Your goal -> Exactly the lines from the one containing "column 255, row 128" through the end of the entries, both ends included, are to be output.

Records provided ->
##############################
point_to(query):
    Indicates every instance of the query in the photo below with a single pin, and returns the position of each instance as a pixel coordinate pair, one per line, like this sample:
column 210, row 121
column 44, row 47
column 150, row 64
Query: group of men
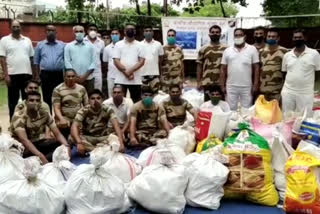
column 73, row 75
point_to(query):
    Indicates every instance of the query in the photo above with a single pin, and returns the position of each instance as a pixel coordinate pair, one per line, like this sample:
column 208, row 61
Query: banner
column 193, row 32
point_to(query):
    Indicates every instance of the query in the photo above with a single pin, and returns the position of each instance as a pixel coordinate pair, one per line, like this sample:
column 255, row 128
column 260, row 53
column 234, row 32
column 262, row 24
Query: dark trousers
column 135, row 92
column 17, row 85
column 50, row 80
column 45, row 146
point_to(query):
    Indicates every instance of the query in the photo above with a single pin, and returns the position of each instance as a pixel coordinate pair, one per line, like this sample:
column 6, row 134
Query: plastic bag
column 206, row 179
column 92, row 189
column 250, row 167
column 123, row 166
column 302, row 177
column 268, row 111
column 60, row 170
column 184, row 137
column 160, row 187
column 30, row 195
column 11, row 163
##############################
Task response ->
column 255, row 128
column 260, row 53
column 234, row 32
column 262, row 24
Query: dark trousers
column 135, row 92
column 17, row 85
column 50, row 80
column 45, row 146
point_to(query):
    Indicates every instance of the query in the photo above with a single pin, and returns the position of each instance as a pixel coordinate pair, one per line, like this sample:
column 6, row 134
Query: plastic bag
column 206, row 179
column 92, row 189
column 250, row 167
column 123, row 166
column 302, row 177
column 268, row 111
column 60, row 170
column 184, row 137
column 160, row 187
column 30, row 195
column 11, row 163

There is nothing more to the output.